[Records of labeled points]
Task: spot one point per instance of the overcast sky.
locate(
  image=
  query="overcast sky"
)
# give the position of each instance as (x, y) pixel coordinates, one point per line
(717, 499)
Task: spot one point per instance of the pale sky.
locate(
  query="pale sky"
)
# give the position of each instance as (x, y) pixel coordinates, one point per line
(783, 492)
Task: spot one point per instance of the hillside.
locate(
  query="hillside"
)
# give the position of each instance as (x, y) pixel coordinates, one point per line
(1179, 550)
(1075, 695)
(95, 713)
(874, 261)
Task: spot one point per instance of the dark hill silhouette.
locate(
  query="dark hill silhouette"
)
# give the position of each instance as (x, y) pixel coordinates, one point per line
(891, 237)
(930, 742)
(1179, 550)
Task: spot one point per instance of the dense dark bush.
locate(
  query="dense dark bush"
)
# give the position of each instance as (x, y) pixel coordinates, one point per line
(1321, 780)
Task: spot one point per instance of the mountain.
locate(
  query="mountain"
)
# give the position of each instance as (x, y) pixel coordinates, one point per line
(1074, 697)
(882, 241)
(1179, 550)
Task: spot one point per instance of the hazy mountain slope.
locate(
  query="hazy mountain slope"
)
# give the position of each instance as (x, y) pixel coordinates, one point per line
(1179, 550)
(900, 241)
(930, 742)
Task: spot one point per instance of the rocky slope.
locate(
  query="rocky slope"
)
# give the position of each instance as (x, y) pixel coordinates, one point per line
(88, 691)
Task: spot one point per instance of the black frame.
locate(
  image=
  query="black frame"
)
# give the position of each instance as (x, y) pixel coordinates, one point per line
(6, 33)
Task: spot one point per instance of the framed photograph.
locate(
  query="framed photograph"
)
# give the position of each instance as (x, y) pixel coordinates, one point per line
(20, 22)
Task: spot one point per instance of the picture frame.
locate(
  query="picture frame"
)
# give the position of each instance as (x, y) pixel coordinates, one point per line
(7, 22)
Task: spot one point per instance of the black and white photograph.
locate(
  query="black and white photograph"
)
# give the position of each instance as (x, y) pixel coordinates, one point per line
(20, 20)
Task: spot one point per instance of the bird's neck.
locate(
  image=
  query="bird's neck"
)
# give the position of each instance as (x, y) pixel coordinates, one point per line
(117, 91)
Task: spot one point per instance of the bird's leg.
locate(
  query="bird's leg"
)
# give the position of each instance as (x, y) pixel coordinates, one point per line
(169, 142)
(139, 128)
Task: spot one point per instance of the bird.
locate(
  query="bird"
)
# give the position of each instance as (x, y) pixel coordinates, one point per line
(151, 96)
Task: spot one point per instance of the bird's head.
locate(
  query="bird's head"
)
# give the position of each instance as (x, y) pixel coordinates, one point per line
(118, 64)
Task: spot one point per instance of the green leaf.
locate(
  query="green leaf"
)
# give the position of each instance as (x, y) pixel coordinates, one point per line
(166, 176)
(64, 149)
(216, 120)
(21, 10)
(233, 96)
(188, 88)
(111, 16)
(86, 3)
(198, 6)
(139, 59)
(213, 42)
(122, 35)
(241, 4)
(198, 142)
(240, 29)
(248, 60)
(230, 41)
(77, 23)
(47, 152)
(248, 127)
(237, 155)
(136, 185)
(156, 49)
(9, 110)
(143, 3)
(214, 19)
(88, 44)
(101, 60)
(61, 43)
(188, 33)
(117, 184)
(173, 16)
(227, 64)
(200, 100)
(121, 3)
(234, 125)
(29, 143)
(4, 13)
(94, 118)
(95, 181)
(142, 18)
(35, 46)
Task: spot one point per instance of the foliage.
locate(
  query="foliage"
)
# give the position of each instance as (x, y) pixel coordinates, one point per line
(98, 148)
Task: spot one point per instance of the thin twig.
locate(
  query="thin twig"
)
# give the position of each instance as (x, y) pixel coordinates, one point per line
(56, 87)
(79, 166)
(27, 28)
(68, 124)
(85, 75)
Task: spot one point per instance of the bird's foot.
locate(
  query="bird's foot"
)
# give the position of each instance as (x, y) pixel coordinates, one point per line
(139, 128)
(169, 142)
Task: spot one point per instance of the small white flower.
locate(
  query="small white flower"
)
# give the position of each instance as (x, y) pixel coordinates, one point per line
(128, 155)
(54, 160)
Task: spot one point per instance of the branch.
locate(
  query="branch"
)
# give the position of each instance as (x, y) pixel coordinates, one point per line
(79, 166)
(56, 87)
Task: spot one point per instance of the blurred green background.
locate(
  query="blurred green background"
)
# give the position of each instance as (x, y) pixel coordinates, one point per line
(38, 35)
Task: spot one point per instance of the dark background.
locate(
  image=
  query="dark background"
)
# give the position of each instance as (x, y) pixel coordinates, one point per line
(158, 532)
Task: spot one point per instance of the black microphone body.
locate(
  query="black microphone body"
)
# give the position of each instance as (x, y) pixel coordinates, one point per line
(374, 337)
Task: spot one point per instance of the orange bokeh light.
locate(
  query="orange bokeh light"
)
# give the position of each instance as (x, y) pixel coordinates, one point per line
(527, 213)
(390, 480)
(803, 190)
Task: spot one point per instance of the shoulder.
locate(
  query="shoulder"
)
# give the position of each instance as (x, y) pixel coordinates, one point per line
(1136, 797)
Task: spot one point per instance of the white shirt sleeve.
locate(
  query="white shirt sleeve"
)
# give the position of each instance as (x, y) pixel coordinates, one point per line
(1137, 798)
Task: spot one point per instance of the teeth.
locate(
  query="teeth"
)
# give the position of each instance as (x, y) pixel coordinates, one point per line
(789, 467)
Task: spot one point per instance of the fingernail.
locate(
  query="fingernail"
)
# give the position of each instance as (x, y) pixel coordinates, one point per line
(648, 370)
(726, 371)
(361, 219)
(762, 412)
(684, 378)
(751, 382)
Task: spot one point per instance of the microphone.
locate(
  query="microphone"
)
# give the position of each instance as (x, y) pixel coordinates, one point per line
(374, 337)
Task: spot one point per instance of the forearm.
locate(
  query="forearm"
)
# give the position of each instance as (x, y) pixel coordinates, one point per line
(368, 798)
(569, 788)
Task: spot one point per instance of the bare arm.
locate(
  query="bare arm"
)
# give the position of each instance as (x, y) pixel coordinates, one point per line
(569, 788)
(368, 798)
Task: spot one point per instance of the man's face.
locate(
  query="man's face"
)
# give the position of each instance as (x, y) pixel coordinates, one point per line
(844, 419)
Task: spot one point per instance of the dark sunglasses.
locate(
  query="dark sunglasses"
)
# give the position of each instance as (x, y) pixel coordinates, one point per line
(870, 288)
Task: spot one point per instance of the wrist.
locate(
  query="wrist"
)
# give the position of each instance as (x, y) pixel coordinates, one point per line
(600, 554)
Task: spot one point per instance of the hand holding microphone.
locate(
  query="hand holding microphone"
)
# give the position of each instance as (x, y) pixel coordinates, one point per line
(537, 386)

- [Exercise requirements]: Repeat the stretch from the line containing "Task: spot one point per instance of the dark sunglasses." through the end of the entries, both ends included, exactly as the lines stand.

- [Task solution]:
Task: spot one point per instance of the dark sunglasses.
locate(
  query="dark sunglasses"
)
# give the position of each instance as (x, y) pixel coordinates, one point per line
(870, 288)
Task: spot one point per instance of the wrist.
locate(
  query="wrist"
)
# give the position of each instance as (x, y) pixel coordinates, one point per line
(600, 554)
Task: spot one point per instance of the hand holding microphone.
locate(
  query="hand holding microphone"
)
# give the position of each instance as (x, y) pixel coordinates, one point per line
(537, 386)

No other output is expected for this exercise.